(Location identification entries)
┏━━

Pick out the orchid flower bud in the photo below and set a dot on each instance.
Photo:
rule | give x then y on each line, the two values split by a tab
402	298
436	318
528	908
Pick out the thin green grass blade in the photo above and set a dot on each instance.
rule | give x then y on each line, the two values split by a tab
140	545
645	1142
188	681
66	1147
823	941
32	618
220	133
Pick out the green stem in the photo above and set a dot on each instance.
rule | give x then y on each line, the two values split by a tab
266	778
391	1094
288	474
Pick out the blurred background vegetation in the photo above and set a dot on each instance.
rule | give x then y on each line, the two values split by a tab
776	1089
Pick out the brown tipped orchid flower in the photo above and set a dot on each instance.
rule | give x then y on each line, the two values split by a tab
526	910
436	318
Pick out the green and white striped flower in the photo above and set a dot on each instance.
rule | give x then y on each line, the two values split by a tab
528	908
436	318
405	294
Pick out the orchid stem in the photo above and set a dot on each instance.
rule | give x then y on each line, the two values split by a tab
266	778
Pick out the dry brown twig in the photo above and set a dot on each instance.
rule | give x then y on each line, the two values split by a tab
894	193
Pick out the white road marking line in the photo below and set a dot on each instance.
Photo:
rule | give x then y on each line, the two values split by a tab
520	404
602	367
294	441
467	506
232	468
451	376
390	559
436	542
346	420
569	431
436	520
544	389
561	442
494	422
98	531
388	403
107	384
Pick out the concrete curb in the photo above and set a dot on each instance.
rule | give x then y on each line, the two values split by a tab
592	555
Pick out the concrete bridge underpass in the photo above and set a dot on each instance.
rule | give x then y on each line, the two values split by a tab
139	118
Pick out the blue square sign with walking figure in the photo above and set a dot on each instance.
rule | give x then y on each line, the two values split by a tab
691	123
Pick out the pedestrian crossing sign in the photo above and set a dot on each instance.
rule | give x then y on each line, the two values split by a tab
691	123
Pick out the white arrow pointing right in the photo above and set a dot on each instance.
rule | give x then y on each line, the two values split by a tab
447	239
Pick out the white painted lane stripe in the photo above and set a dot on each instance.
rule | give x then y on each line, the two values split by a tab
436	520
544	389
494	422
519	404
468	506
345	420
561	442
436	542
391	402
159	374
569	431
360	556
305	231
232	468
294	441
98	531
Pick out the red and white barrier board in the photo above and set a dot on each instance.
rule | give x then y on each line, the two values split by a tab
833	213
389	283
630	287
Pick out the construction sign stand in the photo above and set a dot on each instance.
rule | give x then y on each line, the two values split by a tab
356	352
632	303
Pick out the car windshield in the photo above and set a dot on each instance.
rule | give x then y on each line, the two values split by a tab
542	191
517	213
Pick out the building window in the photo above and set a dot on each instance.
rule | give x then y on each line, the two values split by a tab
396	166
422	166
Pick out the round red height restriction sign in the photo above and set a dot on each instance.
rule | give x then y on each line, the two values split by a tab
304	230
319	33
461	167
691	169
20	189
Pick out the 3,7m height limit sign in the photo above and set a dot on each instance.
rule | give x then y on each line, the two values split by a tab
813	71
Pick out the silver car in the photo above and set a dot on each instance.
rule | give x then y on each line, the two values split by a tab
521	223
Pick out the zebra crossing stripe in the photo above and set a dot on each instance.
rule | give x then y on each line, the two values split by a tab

┗━━

* _Task description_
From the "Pick out the building" line to the close of the listing, restate each line word for word.

* _Worked solution_
Pick out the building window in the photo above and set a dot on each instance.
rule | give x then y on each line, the two values split by a tab
396	166
422	166
Pick out the round red height restriction sign in the photo above and set a dot on each instance.
rule | give x then y on each line, the two values split by a tab
304	230
319	33
461	167
691	169
20	189
Pick out the 3,7m height limit sign in the photo above and set a dot on each instance.
rule | give x then y on each line, the two values split by a tab
813	71
Pick out the silver car in the photo above and set a dot on each instance.
rule | give x then y on each line, the two values split by a tab
521	223
Pick out the zebra crossing stripe in the photo above and set a dot on each instance.
rule | give x then y on each line, the two values split by a tab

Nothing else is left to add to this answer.